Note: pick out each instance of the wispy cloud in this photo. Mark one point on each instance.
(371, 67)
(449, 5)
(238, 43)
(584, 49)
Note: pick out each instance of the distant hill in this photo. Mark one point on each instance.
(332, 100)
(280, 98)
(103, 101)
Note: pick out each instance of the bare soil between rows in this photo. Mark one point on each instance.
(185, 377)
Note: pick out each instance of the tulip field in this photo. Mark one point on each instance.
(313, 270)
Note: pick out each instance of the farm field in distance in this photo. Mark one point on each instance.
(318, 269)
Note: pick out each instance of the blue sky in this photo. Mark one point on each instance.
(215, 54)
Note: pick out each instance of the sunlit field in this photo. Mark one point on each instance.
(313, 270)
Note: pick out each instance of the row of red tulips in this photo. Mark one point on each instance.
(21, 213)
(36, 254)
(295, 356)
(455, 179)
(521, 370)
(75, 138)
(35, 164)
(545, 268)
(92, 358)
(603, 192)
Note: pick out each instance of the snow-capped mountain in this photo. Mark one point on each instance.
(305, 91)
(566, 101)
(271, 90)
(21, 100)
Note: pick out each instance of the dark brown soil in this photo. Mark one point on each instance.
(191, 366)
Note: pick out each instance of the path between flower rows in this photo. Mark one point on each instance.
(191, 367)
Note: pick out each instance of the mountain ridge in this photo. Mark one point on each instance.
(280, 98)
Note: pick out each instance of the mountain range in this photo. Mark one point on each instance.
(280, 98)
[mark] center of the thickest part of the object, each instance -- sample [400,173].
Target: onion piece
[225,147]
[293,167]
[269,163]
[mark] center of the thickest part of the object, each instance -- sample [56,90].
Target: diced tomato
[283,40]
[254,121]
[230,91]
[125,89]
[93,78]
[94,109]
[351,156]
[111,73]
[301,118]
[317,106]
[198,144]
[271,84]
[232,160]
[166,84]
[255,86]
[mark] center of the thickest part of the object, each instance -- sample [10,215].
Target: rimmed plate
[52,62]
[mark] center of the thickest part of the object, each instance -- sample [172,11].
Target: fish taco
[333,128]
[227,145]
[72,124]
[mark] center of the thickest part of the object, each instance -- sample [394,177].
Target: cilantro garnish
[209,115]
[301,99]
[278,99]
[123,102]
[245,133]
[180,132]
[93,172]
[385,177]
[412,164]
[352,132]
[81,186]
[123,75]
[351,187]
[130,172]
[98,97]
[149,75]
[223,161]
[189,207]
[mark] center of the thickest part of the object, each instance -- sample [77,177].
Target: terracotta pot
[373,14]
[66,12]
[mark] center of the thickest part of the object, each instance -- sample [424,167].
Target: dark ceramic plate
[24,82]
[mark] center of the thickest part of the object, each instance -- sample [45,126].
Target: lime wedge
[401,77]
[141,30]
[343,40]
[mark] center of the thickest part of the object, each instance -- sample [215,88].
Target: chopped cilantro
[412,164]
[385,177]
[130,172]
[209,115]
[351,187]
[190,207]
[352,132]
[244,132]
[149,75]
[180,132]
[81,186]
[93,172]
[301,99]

* * * * *

What is expected -> In the listing above, locate the line containing "Note: pick out each instance of the path" and the line containing "-- sample [400,173].". Transcribe those two lines and everything between them, exactly as written.

Result of this task ->
Note: pick out each instance of the path between flower rows in this photo. Mark one point on each instance.
(191, 367)
Note: pick out each instance of the mountain ridge in this photo. Mark one point on each instance.
(280, 98)
Note: pick out each instance of the mountain range in this photo. Mark one point on each instance.
(280, 98)
[mark] center of the thickest part of the object, each instance -- sample [400,173].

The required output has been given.